Assigned task | All of the data needs to be repeated exactly.

Dataset excerpts:
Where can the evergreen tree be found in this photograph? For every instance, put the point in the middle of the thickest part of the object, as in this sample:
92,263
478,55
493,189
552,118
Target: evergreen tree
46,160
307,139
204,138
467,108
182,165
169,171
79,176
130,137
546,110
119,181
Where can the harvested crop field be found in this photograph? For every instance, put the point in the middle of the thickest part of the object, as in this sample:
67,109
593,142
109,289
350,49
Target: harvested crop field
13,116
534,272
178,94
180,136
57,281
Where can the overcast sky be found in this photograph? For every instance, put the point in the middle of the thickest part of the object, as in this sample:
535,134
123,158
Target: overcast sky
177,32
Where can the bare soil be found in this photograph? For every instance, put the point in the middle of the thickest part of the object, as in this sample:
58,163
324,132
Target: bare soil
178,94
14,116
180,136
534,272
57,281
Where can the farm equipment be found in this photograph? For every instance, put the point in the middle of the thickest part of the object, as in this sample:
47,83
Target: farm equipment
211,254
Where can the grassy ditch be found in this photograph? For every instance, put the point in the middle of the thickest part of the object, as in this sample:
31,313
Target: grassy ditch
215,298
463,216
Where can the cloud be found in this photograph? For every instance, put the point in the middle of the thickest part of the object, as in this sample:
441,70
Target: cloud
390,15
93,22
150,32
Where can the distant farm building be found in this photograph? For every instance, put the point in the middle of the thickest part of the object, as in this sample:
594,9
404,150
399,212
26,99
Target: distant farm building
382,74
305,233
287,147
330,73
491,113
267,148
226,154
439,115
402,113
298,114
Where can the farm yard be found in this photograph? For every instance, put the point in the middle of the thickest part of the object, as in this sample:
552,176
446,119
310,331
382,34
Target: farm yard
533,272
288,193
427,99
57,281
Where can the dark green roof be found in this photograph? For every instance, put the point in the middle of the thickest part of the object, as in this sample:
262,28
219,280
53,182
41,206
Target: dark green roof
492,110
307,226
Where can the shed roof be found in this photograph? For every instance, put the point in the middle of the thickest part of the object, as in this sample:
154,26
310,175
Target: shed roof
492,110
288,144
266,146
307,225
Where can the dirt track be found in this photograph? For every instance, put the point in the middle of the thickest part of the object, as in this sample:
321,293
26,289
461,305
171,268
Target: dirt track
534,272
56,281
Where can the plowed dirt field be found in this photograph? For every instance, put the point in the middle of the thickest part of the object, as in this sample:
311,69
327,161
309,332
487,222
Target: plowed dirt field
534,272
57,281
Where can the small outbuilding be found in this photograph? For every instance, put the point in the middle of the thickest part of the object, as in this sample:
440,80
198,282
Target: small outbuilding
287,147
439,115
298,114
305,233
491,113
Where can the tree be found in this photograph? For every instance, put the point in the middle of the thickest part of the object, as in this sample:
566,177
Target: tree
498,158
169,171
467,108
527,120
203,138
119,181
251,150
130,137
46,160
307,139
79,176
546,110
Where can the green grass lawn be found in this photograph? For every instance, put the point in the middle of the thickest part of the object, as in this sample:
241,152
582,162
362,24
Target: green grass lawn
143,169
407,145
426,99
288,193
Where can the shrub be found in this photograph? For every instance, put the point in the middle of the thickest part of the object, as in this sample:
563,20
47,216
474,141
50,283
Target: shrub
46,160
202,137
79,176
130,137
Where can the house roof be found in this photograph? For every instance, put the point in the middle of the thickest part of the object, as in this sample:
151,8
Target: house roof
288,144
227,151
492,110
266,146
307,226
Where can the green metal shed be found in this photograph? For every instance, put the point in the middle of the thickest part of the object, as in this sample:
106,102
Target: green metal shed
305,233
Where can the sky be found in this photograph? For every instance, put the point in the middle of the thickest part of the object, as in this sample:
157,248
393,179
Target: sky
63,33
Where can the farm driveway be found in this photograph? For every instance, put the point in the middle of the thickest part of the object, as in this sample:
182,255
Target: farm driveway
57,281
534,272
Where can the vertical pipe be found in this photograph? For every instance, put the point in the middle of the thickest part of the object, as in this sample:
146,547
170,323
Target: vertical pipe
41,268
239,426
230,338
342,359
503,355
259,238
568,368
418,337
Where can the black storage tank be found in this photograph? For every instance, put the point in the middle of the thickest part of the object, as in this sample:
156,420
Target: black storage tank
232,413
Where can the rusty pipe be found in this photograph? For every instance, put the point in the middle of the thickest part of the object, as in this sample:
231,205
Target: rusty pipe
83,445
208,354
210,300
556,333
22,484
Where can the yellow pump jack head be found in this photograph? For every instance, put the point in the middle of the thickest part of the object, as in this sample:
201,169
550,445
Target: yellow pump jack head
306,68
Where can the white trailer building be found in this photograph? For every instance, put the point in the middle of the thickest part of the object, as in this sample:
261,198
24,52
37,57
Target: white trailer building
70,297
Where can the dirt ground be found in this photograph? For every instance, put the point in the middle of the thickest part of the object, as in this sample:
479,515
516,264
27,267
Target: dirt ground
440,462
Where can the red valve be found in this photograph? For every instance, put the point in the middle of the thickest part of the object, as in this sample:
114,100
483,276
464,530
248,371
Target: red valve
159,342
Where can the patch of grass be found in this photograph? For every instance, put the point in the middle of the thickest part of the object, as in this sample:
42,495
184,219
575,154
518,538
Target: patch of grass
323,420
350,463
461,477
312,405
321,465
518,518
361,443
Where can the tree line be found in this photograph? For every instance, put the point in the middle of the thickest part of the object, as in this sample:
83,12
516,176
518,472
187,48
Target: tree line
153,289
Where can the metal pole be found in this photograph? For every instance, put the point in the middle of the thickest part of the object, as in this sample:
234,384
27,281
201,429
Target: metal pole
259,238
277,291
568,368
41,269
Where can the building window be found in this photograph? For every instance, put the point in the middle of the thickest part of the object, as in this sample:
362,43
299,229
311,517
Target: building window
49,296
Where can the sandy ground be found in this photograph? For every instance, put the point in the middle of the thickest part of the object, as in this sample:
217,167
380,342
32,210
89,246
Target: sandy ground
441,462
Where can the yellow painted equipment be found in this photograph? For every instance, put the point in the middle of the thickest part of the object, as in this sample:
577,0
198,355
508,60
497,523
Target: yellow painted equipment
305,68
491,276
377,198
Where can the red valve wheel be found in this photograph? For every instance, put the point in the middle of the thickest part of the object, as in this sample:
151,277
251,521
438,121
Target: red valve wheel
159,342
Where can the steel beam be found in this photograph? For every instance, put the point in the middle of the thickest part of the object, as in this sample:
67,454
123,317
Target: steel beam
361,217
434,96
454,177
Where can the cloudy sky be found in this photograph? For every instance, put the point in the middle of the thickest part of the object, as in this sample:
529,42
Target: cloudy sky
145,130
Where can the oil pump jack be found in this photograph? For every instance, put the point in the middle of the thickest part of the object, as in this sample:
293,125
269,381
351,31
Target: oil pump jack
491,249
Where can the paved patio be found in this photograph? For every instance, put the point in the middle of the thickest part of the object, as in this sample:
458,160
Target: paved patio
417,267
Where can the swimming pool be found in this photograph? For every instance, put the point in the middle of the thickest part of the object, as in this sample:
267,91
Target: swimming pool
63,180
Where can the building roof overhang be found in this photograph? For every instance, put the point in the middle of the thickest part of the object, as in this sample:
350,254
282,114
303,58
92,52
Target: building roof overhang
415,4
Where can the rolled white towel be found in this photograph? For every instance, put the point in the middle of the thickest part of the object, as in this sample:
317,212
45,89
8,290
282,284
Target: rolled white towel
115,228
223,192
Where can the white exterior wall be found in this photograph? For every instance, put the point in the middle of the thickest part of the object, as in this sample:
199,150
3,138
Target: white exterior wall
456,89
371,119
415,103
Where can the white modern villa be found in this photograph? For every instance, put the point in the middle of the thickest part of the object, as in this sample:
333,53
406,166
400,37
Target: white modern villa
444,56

Solved exercise |
Where can the evergreen tree be found in this photograph? For every instance, put the point in the middle of the thickest part of the object, as in this sample:
92,263
478,55
493,189
552,118
Target: evergreen tree
46,160
307,139
204,138
467,108
182,165
169,171
79,176
130,137
546,110
119,181
Where can the harvested crop field be found in this photograph? For every instance, put the point in the middle of the thickest part of the object, as in this sample:
67,109
593,142
109,289
350,49
Target: harvested crop field
13,116
534,272
178,94
180,136
57,281
Where can the overcast sky be found in this photograph? For every instance, put the point in the middle of the thickest part of the object, as in this sample:
535,134
123,158
Target: overcast sky
177,32
Where can the bare soil be found in this photograph? For every instance, put the point in the middle of the thickest part of the object, as in this sample:
58,163
324,132
Target: bare soil
178,94
14,116
180,136
534,272
57,281
Where can the farm equipment be found in this photograph? For every instance, put the point in the middle of the thickest part of the object, as in this sample:
47,83
Target: farm equipment
211,254
Where can the grassy ditch be found in this photograph? For every instance, put the point in the middle of the thickest part of the object, as in this sample:
31,313
Target: grassy ditch
215,298
463,216
Where can the cloud be found in this photograph? For every instance, put the point in the middle of the thickest part of the object, as in this sample:
441,70
Target: cloud
390,15
93,22
150,32
Where can the distant farm building be found in this photograph? For every instance, put the point in the middle of the thickest part of the object, as in this sample:
594,9
404,150
399,212
26,99
Target: distant farm building
382,74
305,233
287,147
330,73
491,113
267,148
226,154
439,115
402,113
298,114
Where can the farm yard be found in this photograph? For every instance, put the point in the middle of the thickest part of the object, as in this sample:
552,176
446,119
310,331
382,34
Target: farm yard
533,272
288,193
427,99
57,281
Where can the dark green roof be found in this photograph? For every instance, put the point in the middle of the thickest part of the object, as in this sample:
262,28
219,280
53,182
41,206
Target: dark green roof
492,110
307,226
Where can the shed roof be found in this photograph? For every instance, put the point in the middle of the thickest part of the object, as in this sample:
154,26
310,175
Target: shed roof
492,110
288,144
266,146
307,225
Where can the dirt track be found in this photograph? For every instance, put the point in the middle of the thickest part of the object, as in this sample:
321,293
26,289
461,305
171,268
Target: dirt track
534,272
56,281
Where can the plowed dirt field be found in this photograph? For every instance, put the point in the middle of the thickest part of the object, as in this sample:
311,69
327,161
309,332
487,222
Target: plowed dirt field
534,272
57,281
Where can the small outbuilding be found in this photograph? For every instance, put the point in the middle of the thickest part of the object, as in this sample:
440,80
198,282
Target: small outbuilding
287,147
439,115
298,114
305,233
491,113
Where can the tree be found in this photograph? For every instance, put the point in the middle of the thickest part of the object, as in this sample:
566,177
Target: tree
498,158
169,171
467,108
527,120
203,138
119,181
251,150
130,137
46,160
307,139
79,176
546,110
Where can the green grass lawn be found in this photograph? For every instance, put the point in the middle of the thickest part of the object, as in this sample:
241,152
582,162
362,24
Target: green grass lawn
143,169
407,145
426,99
288,193
Where can the shrub be found in this photograph? For every instance, put the point in the middle of the thickest part of the object, as in this sample:
563,20
47,216
474,141
50,283
Target: shrub
46,160
202,137
79,176
130,137
Where can the house roof be found in this photograph? For every instance, put the point in the middle of the thickest part of the object, as in this sample:
151,8
Target: house roof
288,144
227,151
492,110
266,146
307,226
Where can the green metal shed be found in this photograph? For every instance, put the point in the middle of the thickest part of the object, as in this sample:
106,102
Target: green metal shed
305,233
Where can the sky be found in this photograph? For every instance, put the point in the middle of the thickest part of the object, as in this sample:
157,248
393,179
Target: sky
63,33
Where can the farm driveway be found in this photograph? For every instance, put the point in the middle of the thickest part of the object, as in this sample:
182,255
Target: farm driveway
57,281
534,272
Where can the vertical pipe be found in this photograph? For every instance, put the point in the middle of the thickest part of the object, as in this sample:
146,547
170,323
Target: vertical pipe
41,268
239,426
230,338
342,359
503,355
259,238
568,368
418,337
Where can the black storage tank be found in this photograph? For every instance, put the point in the middle of the thickest part of the object, as in this sample:
156,420
Target: black storage tank
232,413
Where can the rusty pipe be found in this photograph? For every instance, put the point in the middle of the thickest part of the object, as in this sample:
231,205
Target: rusty pipe
83,445
208,354
210,300
556,333
22,484
Where can the yellow pump jack head be found in this photograph? For every instance, put the point in the middle of the thickest part of the object, as in this sample:
201,169
550,445
Target: yellow pump jack head
306,68
Where can the white trailer building be found in this photograph? For every instance, put the point in the middle of the thickest part of the object, as in this sample:
261,198
24,52
37,57
Target: white trailer building
70,297
Where can the dirt ground be found in this photograph? For every instance, put the point in the middle of the thickest part of the object, as in this sample:
479,515
516,264
27,267
Target: dirt ground
440,462
Where can the red valve be found in this photograph? For every instance, put the point in the middle of the thickest part of the object, as in this sample:
114,100
483,276
464,530
248,371
Target: red valve
159,342
Where can the patch of grass be found in this photograph? For every instance, put the point in the middle of the thickest part of the object, as in this sample:
42,495
184,219
575,154
518,538
Target: patch of grass
323,420
350,463
461,477
312,405
321,465
518,518
361,443
Where can the tree line be found in this photograph? For every instance, put the point in the middle of the thickest part of the object, as in this sample:
83,12
516,176
518,472
187,48
Target: tree line
153,289
Where can the metal pole be found in this photograph? For every instance, put the point in the middle of the thickest part of the object, as in this sample:
234,384
27,281
201,429
Target: metal pole
259,238
277,291
568,368
41,269
Where can the building window be found in this photograph? For every instance, put the point in the middle of the thickest part of the object, as in this sample:
362,43
299,229
311,517
Target: building window
49,296
Where can the sandy ground be found in this photograph? For every instance, put the point in the middle of the thickest part of the object, as in this sample:
217,167
380,342
32,210
89,246
Target: sandy ground
441,462
Where can the yellow painted equipment be found in this photograph? For every instance, put the point in the middle of the thickest part of the object, as in this sample:
577,0
198,355
508,60
497,523
Target: yellow painted equipment
305,68
491,276
377,198
Where can the red valve wheel be found in this photograph? For every instance, put the point in the middle of the thickest part of the object, as in this sample:
151,277
251,521
438,121
Target: red valve wheel
159,342
Where can the steel beam be found in this photograph? For every instance, put the point in the middle of the thickest part of the object, as in this sample:
67,454
123,317
Target: steel beam
361,217
434,96
454,177
Where can the cloudy sky be found in this photograph? For every instance, put the point in the middle of the thickest part of the object, as in this sample:
529,42
Target: cloudy sky
145,130
Where can the oil pump jack be found in this photograph? For every instance, put the point in the middle of the thickest part of the object, as in this sample:
293,125
269,381
351,31
Target: oil pump jack
491,249
Where can the paved patio be found in this photograph? For every instance, put the point in the middle of the thickest part of the object, as in this sample:
458,160
Target: paved patio
417,267
Where can the swimming pool be found in this photograph? For every instance, put the point in the middle of the thickest part of the object, as in this sample:
267,91
Target: swimming pool
63,180
Where can the building roof overhang be found in this photograph? For every instance, put the point in the middle of the thickest part of the object, as in this sample:
350,254
282,114
303,58
92,52
Target: building roof overhang
415,4
Where can the rolled white towel be found in this photograph? For every instance, put the point in the middle of the thickest part of the object, as in this sample:
317,212
45,89
8,290
282,284
Target: rolled white towel
115,228
223,192
Where can the white exterior wall be found in this photograph? For every instance, put the point in the middle of the thickest part of the object, as in this sample:
199,150
3,138
Target: white exterior wall
456,89
371,119
415,103
Where can the white modern villa be found in this photograph? For every instance, put the point in the middle of the thickest part of the object, as in this sample:
333,53
406,166
400,37
Target: white modern villa
444,56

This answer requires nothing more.